**Exercise requirements**.
Summarize the forum post below in two sentences.

2

I'm having issues getting my Lambda configured correctly to be able to run batch jobs. The code looks like this:

client = boto3.client('batch')

_job_queue = os.environ['JOB_QUEUE']
_job_definition = os.environ['JOB_DEFINITION']
_job_name = os.environ['START_JOB_NAME']

def lambda_handler(event, context):
    return start_job()

def start_job():
    response = client.list_jobs(jobQueue=_job_queue)
    if _job_name in [job.jobName for job in response['jobSummaryList']]:
        return 200

    try:
        client.submit_job(jobName=_job_name, jobQueue=_job_queue, jobDefinition=_job_definition)
        return 201
    except:
        return 400

It's failing on client.list_jobs(jobQueue=_job_queue), with the following error:

"errorMessage": "An error occurred (AccessDeniedException) when calling the ListJobs operation: User: arn:aws:sts::749340585813:assumed-role/myproject/dev-StartJobLambda-HZO22Z5IMTFB is not authorized to perform: batch:ListJobs on resource: arn:aws:batch:us-west-2:749340585813:/v1/listjobs",

If I add my access keys to the lambda above, it works fine. I assume this is because I have administrator access, and authenticating as my user gives the lambda my privileges.

My lambda definition looks like:

"StartJobLambda": {
  "Type": "AWS::Lambda::Function",
  "Properties": {
    "Description": "Starts the My Project model training job.",
    "Role": {
      "Fn::GetAtt": [
        "StartJobRole",
        "Arn"

**Supplied information**.
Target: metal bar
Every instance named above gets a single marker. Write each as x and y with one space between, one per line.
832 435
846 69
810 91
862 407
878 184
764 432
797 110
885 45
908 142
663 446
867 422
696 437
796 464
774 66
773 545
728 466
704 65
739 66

**Response to this task**.
The poster cannot get a Lambda function to run batch jobs: its code fails on the call to client.list_jobs with an AccessDeniedException stating that the assumed role is not authorized to perform batch:ListJobs. Adding the poster's own access keys to the Lambda makes it work, which the poster assumes is because their user has administrator access.